• **Job**:
Rewrite the part of the listing that opens with the line containing "[spot] the chrome grille" and closes with the end of the listing, replacing "side mirror" with "door mirror" and leaving everything else unchanged.

Begin

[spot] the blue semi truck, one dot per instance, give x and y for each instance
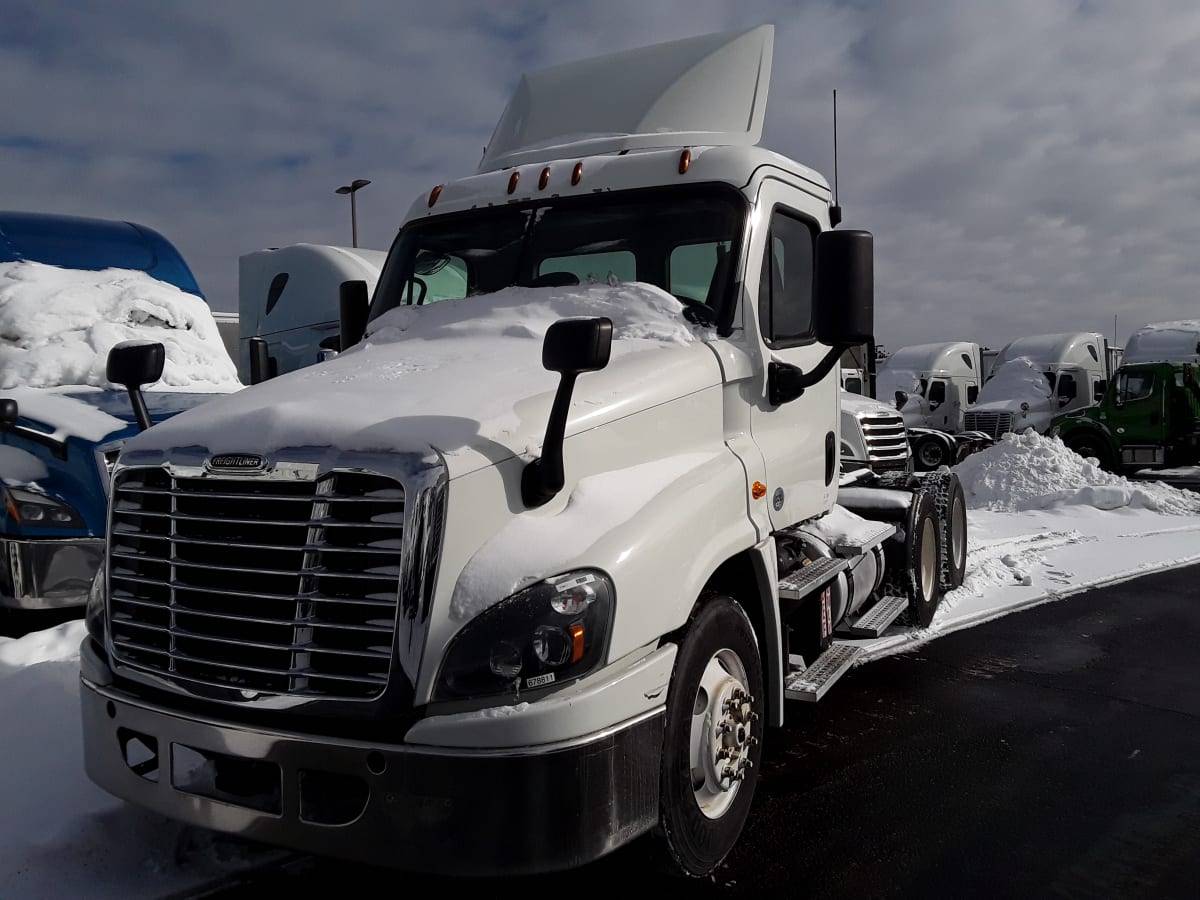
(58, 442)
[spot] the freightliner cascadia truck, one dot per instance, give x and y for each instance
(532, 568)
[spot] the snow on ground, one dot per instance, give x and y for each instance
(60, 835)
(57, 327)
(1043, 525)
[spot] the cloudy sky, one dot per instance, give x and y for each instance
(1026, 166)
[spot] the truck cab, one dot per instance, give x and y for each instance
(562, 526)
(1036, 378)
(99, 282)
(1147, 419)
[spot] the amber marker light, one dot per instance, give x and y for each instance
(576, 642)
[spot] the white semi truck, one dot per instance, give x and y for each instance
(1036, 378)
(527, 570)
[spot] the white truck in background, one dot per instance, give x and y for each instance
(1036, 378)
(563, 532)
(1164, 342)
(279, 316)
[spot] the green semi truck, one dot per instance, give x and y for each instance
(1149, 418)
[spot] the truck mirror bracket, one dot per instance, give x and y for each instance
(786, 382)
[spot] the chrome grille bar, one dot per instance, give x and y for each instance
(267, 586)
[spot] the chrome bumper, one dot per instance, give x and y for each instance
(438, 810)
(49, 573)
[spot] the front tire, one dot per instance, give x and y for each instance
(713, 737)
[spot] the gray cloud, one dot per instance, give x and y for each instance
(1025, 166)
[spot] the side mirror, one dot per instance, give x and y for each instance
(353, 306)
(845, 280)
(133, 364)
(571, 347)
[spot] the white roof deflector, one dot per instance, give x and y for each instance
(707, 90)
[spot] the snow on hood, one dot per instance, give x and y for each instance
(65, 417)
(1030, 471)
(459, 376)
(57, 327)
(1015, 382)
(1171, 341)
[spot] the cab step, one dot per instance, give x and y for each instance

End

• **Answer to the problem**:
[spot] the chrome grille bar, one dot per instance, give x and y for each instance
(267, 586)
[spot] the chrome bumper, one dot per instance, give x and y for each instance
(438, 810)
(49, 573)
[spot] the front tire, one dot per instance, give x and y for each instance
(713, 737)
[spot] the gray cloud, one dot per instance, give x and y for each instance
(1025, 166)
[spot] the door mirror, one dot per instance, give x and y for each instance
(353, 306)
(845, 280)
(133, 364)
(571, 347)
[spot] the white roof deflector, one dot per instance, give x and y for each instance
(707, 90)
[spot] the snow on hood, one dot per instance, give x and y for each instance
(65, 417)
(1030, 471)
(459, 376)
(57, 327)
(1015, 382)
(1171, 341)
[spot] the cab step, one dot per instance, give x and y for each instance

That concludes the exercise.